RECORDS FOR THE EXERCISE:
--------------------
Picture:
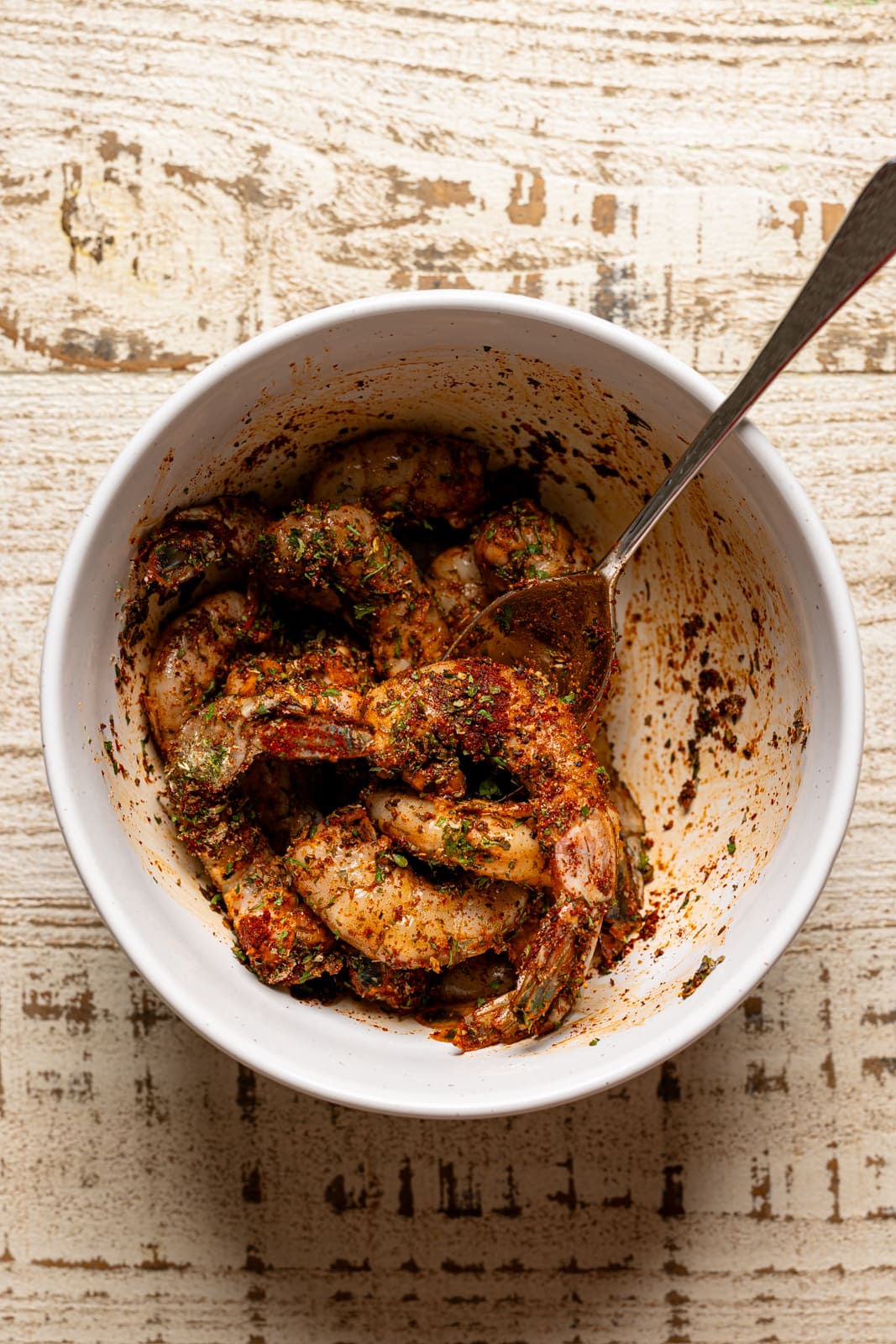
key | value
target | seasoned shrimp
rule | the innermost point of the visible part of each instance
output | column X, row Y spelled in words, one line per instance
column 490, row 839
column 392, row 987
column 406, row 475
column 493, row 712
column 192, row 539
column 191, row 654
column 499, row 840
column 367, row 893
column 291, row 718
column 382, row 588
column 456, row 580
column 325, row 659
column 281, row 938
column 523, row 542
column 284, row 942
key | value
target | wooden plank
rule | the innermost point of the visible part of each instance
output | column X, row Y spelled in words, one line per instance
column 174, row 179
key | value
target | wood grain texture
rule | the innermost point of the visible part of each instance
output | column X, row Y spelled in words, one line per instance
column 174, row 179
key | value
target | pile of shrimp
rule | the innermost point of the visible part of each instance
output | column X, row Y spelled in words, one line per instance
column 372, row 816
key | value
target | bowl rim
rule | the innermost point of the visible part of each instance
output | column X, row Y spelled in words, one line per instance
column 738, row 983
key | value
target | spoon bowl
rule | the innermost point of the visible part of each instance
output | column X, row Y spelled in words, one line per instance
column 566, row 627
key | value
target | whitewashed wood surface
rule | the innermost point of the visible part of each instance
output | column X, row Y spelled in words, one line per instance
column 175, row 178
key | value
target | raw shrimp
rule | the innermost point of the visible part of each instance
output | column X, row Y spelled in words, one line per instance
column 380, row 586
column 277, row 933
column 192, row 652
column 291, row 718
column 493, row 712
column 523, row 542
column 406, row 475
column 191, row 539
column 369, row 894
column 456, row 580
column 392, row 987
column 282, row 941
column 499, row 840
column 490, row 839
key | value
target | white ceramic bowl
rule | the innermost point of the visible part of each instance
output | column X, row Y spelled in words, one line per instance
column 593, row 410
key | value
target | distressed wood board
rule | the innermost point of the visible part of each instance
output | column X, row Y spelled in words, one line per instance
column 172, row 181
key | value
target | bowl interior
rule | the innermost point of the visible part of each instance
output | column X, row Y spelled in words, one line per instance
column 731, row 597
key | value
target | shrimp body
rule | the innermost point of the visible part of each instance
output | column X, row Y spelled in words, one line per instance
column 523, row 543
column 298, row 721
column 490, row 839
column 191, row 654
column 406, row 475
column 367, row 893
column 280, row 937
column 499, row 840
column 284, row 942
column 380, row 586
column 493, row 712
column 191, row 539
column 456, row 580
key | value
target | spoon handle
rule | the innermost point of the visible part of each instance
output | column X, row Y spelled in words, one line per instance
column 866, row 239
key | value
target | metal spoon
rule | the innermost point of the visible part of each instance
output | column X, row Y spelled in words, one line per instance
column 566, row 627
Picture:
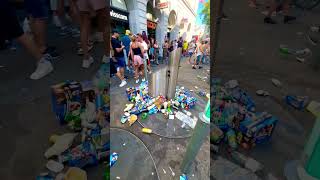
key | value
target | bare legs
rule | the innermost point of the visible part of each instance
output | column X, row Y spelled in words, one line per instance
column 84, row 32
column 31, row 47
column 39, row 28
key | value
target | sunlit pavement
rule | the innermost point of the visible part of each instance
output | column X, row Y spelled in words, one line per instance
column 27, row 120
column 249, row 52
column 166, row 152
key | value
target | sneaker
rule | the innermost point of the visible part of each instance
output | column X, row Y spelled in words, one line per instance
column 56, row 21
column 123, row 83
column 52, row 52
column 80, row 50
column 268, row 20
column 87, row 62
column 105, row 59
column 312, row 40
column 288, row 19
column 44, row 67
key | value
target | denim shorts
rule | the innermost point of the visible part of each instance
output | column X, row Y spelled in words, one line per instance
column 37, row 8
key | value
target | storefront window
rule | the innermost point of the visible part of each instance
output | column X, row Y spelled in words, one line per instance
column 120, row 4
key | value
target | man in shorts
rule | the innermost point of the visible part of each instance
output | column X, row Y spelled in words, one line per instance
column 87, row 8
column 119, row 56
column 13, row 30
column 38, row 13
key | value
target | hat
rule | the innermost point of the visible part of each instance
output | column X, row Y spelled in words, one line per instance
column 115, row 31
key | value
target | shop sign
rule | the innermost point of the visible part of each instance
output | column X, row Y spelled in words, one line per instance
column 162, row 5
column 118, row 15
column 151, row 25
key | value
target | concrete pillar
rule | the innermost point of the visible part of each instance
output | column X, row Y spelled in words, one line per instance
column 137, row 17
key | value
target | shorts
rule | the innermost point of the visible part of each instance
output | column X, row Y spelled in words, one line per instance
column 199, row 59
column 137, row 60
column 37, row 8
column 88, row 5
column 121, row 63
column 11, row 29
column 54, row 4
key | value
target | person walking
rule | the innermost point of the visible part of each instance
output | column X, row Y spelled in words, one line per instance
column 165, row 51
column 191, row 49
column 136, row 52
column 13, row 30
column 119, row 57
column 87, row 8
column 126, row 42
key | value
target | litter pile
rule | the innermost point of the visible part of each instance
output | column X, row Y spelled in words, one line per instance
column 146, row 105
column 235, row 119
column 84, row 107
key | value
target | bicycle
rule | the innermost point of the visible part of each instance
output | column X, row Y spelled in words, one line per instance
column 306, row 4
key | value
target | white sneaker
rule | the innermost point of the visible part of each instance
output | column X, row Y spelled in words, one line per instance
column 87, row 62
column 105, row 59
column 123, row 83
column 44, row 68
column 56, row 21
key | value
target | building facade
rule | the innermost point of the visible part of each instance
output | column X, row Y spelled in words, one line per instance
column 159, row 18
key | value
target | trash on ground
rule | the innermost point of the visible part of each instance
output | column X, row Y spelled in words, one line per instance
column 231, row 84
column 54, row 166
column 298, row 102
column 246, row 162
column 172, row 173
column 276, row 82
column 262, row 93
column 75, row 173
column 224, row 169
column 300, row 59
column 146, row 130
column 61, row 144
column 234, row 118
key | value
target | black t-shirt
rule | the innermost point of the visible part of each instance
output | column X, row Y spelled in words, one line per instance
column 116, row 44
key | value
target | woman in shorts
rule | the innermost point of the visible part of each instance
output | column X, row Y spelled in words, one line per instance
column 136, row 52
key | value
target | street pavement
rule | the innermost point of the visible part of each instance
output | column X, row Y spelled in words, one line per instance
column 166, row 147
column 248, row 51
column 27, row 120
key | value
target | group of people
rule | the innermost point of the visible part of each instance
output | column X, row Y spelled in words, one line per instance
column 201, row 51
column 80, row 12
column 132, row 52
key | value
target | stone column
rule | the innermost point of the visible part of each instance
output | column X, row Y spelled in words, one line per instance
column 138, row 18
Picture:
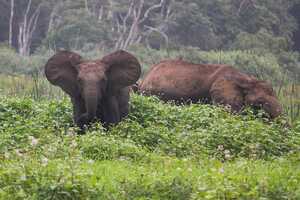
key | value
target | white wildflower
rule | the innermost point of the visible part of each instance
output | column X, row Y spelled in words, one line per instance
--------------------
WRITTEN EXERCISE: Recast every row above as a numbered list, skipping any blank lines and omitting the pictures.

RESULT OF THIS EXERCISE:
1. Picture:
2. key | value
3. target | seasoned shrimp
4. rule | the innermost point of the visible part of each instance
5. output | column X, row Y spelled in words, one line per instance
6. column 490, row 839
7. column 392, row 987
8. column 406, row 475
9. column 493, row 712
10. column 192, row 539
11. column 191, row 654
12. column 499, row 840
13. column 367, row 893
14. column 291, row 718
15. column 382, row 588
16. column 456, row 580
17. column 325, row 659
18. column 281, row 938
19. column 523, row 542
20. column 284, row 942
21. key | value
22. target | wooden plank
23. rule | the innermost point of the visible part of each instance
24. output | column X, row Y spelled in words, one line per instance
25. column 174, row 179
26. key | value
27. target | wood grain texture
28. rule | the innermost point of the visible part of each instance
29. output | column X, row Y spelled in words, one line per instance
30. column 174, row 179
31. key | value
32. target | pile of shrimp
33. rule | the innermost point of the visible part of each instance
34. output | column X, row Y spelled in words, one line per instance
35. column 372, row 816
36. key | value
37. target | bowl rim
38. rule | the innermost point of the visible part of each instance
39. output | column X, row Y spelled in words, one line per instance
40. column 738, row 983
41. key | value
42. target | spoon bowl
43. rule | the innermost point of the visible part of each instance
44. output | column X, row Y spelled in words, one line per instance
45. column 566, row 627
46. key | value
47. target | whitewashed wood surface
48. rule | the innermost point of the visible part of each instance
49. output | column X, row Y spelled in words, one line per instance
50. column 175, row 178
51. key | value
52. target | raw shrimp
53. rule | the innermost point of the visible part of each instance
54. output | column X, row Y spelled in words, one line per instance
55. column 380, row 586
56. column 277, row 933
57. column 192, row 652
58. column 291, row 718
59. column 493, row 712
60. column 523, row 542
61. column 406, row 475
62. column 191, row 539
63. column 369, row 894
64. column 456, row 580
65. column 392, row 987
66. column 282, row 941
67. column 499, row 840
68. column 490, row 839
69. key | value
70. target | white ceramic bowl
71. rule | the innermost point of the visible part of each instance
72. output | column X, row Y spelled in words, one line per instance
73. column 593, row 410
74. key | value
75. target | distressed wood board
76. rule | the innermost point of the visible part of each instance
77. output | column X, row Y spelled in words, one line per instance
78. column 172, row 181
79. key | value
80. target | bowl interior
81. rule | the innermost point of the visible part of each instance
82. output | column X, row Y spelled in words, one line per instance
83. column 731, row 597
84. key | value
85. target | shrimp body
86. rule | the innermost point of the visible part of each instance
87. output | column X, row Y spelled in words, one line per instance
88. column 523, row 543
89. column 298, row 721
90. column 490, row 839
91. column 191, row 654
92. column 406, row 475
93. column 367, row 893
94. column 280, row 937
95. column 499, row 840
96. column 284, row 942
97. column 380, row 586
98. column 493, row 712
99. column 191, row 539
100. column 456, row 580
101. key | value
102. target | spoon handle
103. rule | the innermost point of the visible part of each instance
104. output | column X, row Y spelled in words, one line per instance
105. column 866, row 239
106. key | value
107. target | metal spoon
108. rule | the innermost point of the visible part of each instance
109. output | column X, row Y spelled in words, one line per instance
110. column 566, row 627
111. Picture:
112. key | value
113. target | bare legs
114. rule | the innermost point of the visible part of each instance
115. output | column X, row Y spelled in words, one line per instance
116. column 84, row 32
117. column 31, row 47
118. column 39, row 28
119. key | value
120. target | sunlit pavement
121. rule | the innermost point of the visible part of each instance
122. output | column X, row Y spelled in words, one line per instance
123. column 27, row 120
124. column 249, row 52
125. column 166, row 152
126. key | value
127. target | sneaker
128. rule | the innermost point of the visible part of each instance
129. output | column X, row Y spelled in words, one line per instance
130. column 56, row 21
131. column 123, row 83
132. column 52, row 52
133. column 80, row 50
134. column 268, row 20
135. column 87, row 62
136. column 105, row 59
137. column 312, row 40
138. column 288, row 19
139. column 44, row 67
140. key | value
141. target | denim shorts
142. rule | the innermost point of the visible part of each instance
143. output | column X, row Y spelled in words, one line per instance
144. column 37, row 8
145. key | value
146. target | storefront window
147. rule | the innermost point of the visible part of each instance
148. output | column X, row Y spelled in words, one line per instance
149. column 120, row 4
150. key | value
151. target | man in shorts
152. rule | the innermost point of the visible part of each instance
153. output | column X, row Y spelled in words, one line per instance
154. column 87, row 8
155. column 119, row 56
156. column 13, row 30
157. column 38, row 13
158. key | value
159. target | hat
160. rule | the innermost point of the visible part of each instance
161. output | column X, row Y spelled in words, one line per instance
162. column 115, row 31
163. key | value
164. target | shop sign
165. rule | the innermost point of the visible part of each instance
166. output | column X, row Y spelled in words, one line per instance
167. column 162, row 5
168. column 118, row 15
169. column 151, row 25
170. key | value
171. target | concrete pillar
172. rule | the innermost point of the visible part of each instance
173. output | column X, row Y spelled in words, one line per instance
174. column 137, row 17
175. key | value
176. target | shorts
177. rule | the innermost point of the visible part of each instance
178. output | column X, row Y spelled in words, one line per instance
179. column 199, row 59
180. column 137, row 60
181. column 37, row 8
182. column 88, row 5
183. column 121, row 63
184. column 11, row 29
185. column 54, row 4
186. key | value
187. target | person walking
188. rule | the innermost point of the visible part of each instance
189. output | column X, row Y spelled in words, one line per instance
190. column 165, row 51
191. column 191, row 49
192. column 136, row 52
193. column 13, row 30
194. column 119, row 57
195. column 87, row 8
196. column 126, row 42
197. key | value
198. target | litter pile
199. rule | the innermost point of the visible part of each instance
200. output | column X, row Y spelled in words, one line per instance
201. column 146, row 105
202. column 235, row 119
203. column 84, row 107
204. key | value
205. target | bicycle
206. rule | the innermost point of the visible part of each instance
207. output | column X, row Y spelled in words, one line per instance
208. column 306, row 4
209. key | value
210. target | white sneaker
211. rule | the innermost point of the visible part of each instance
212. output | column X, row Y spelled in words, one line per instance
213. column 87, row 62
214. column 105, row 59
215. column 123, row 83
216. column 44, row 68
217. column 56, row 21
218. key | value
219. target | building facade
220. rule | the innermost point of the visible part of each instance
221. output | column X, row Y spelled in words, one line per instance
222. column 159, row 18
223. key | value
224. target | trash on ground
225. rule | the innermost point of the visible part of each instance
226. output | column X, row Y spelled in words, one line per instance
227. column 231, row 84
228. column 54, row 166
229. column 298, row 102
230. column 246, row 162
231. column 172, row 173
232. column 276, row 82
233. column 262, row 93
234. column 75, row 173
235. column 224, row 169
236. column 300, row 59
237. column 146, row 130
238. column 61, row 144
239. column 234, row 118
240. key | value
241. target | black t-shirt
242. rule | the innermost point of the visible part of each instance
243. output | column X, row Y spelled in words, one line per instance
244. column 116, row 44
245. key | value
246. target | woman in shorts
247. rule | the innermost point of the visible part of each instance
248. output | column X, row Y spelled in words, one line per instance
249. column 136, row 52
250. key | value
251. target | street pavement
252. rule | the innermost point of the visible part of each instance
253. output | column X, row Y spelled in words, one line per instance
254. column 166, row 147
255. column 248, row 51
256. column 27, row 120
257. key | value
258. target | group of people
259. rule | the innermost point of the visible part of each instance
260. output | column X, row Y spelled in words, one line per instance
261. column 201, row 51
262. column 80, row 12
263. column 132, row 52
264. key | value
265. target | stone column
266. rule | the innermost point of the visible part of each instance
267. output | column X, row Y spelled in words, one line per instance
268. column 138, row 18
269. Picture:
270. key | value
271. target | white wildflower
272. rule | the innermost point of the visible part of each instance
273. output | column X, row Y spelled in words, one line per instance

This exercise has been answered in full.